E soprattutto quell’inquadratura televisiva che ce lo mostrò, nella sua cappella privata, abbracciato al legno della Croce nell’ultimo venerdì della Passione di Gesù (in pratica otto giorni prima di morire), durante la Via Crucis del Colosseo, cui non poté presenziare di persona. Se davvero esiste la categoria delle immagini che riassumono una vita, quella vi fa parte di diritto, anzi ne è in qualche modo il prototipo.
Perché la croce ha “spogliato” prima l’uomo Karol Wojtyla, poi il pontefice Giovanni Paolo II di tutto ciò che aveva, dagli affetti alla prestanza fisica.

Problema da risolvere: Copia dal testo citato il passo che comincia con le parole "E soprattutto quell’inquadratura" e si chiude dopo le parole "modo il prototipo.". I dati non hanno alcun legame con il testo citato.

Dati raccolti:
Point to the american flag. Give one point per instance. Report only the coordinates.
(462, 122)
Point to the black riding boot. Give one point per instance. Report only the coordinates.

In risposta:
E soprattutto quell’inquadratura televisiva che ce lo mostrò, nella sua cappella privata, abbracciato al legno della Croce nell’ultimo venerdì della Passione di Gesù (in pratica otto giorni prima di morire), durante la Via Crucis del Colosseo, cui non poté presenziare di persona. Se davvero esiste la categoria delle immagini che riassumono una vita, quella vi fa parte di diritto, anzi ne è in qualche modo il prototipo.